## Start Stored records

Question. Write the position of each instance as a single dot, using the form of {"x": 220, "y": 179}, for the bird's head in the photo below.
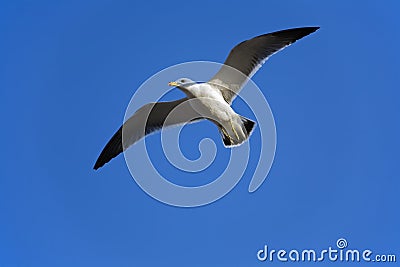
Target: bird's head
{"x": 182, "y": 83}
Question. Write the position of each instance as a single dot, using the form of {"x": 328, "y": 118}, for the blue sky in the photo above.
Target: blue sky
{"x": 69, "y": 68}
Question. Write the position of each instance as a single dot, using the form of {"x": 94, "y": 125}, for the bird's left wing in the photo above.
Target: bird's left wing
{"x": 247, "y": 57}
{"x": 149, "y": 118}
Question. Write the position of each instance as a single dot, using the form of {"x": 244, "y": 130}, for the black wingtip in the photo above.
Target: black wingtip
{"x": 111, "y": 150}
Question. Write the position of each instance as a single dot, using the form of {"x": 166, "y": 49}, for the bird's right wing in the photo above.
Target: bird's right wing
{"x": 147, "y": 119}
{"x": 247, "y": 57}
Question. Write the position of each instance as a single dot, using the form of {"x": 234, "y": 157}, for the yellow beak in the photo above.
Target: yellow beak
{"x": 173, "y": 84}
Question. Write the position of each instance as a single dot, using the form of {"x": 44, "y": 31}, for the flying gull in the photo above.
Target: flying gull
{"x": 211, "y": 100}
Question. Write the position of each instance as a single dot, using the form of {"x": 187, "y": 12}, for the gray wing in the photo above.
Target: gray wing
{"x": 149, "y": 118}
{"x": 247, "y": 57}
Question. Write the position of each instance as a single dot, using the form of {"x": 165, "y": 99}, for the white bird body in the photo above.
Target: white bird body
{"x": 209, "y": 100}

## End Stored records

(Brief) Rewrite the listing above, switching every "photo" to "image" and changing nothing else. Leave the pictures out of your answer.

(Solved problem)
Question. Write the position of each instance as a single dot, using the form of {"x": 220, "y": 179}, for the bird's head in the image below.
Target: bird's head
{"x": 182, "y": 83}
Question. Write the position of each instance as a single dot, using the form of {"x": 328, "y": 118}, for the blue sky in the image above.
Target: blue sky
{"x": 69, "y": 68}
Question. Write the position of each instance as a single dot, using the form of {"x": 94, "y": 125}, for the bird's left wing in the image above.
Target: bird's left wing
{"x": 247, "y": 57}
{"x": 149, "y": 118}
Question. Write the position of each instance as a single dot, using the form of {"x": 244, "y": 130}, for the black wingtip in the image above.
Target: black wingtip
{"x": 111, "y": 150}
Question. Write the position of each instance as a single dot, using the form of {"x": 166, "y": 49}, for the bird's right wing in the image above.
Target: bird's right wing
{"x": 147, "y": 119}
{"x": 247, "y": 57}
Question. Write the position of each instance as a single dot, using the form of {"x": 234, "y": 157}, for the yellow beak in the image above.
Target: yellow beak
{"x": 173, "y": 84}
Question. Write the position of each instance as a single dot, using the form of {"x": 44, "y": 31}, for the flying gull in the image above.
Target: flying gull
{"x": 211, "y": 100}
Question. Write the position of each instance as a single dot, using the form of {"x": 187, "y": 12}, for the gray wing in the image above.
Target: gray wing
{"x": 149, "y": 118}
{"x": 247, "y": 57}
Question. Write the position of each instance as a single dot, using the form of {"x": 165, "y": 99}, for the white bird body in the image above.
Target: white bird body
{"x": 209, "y": 100}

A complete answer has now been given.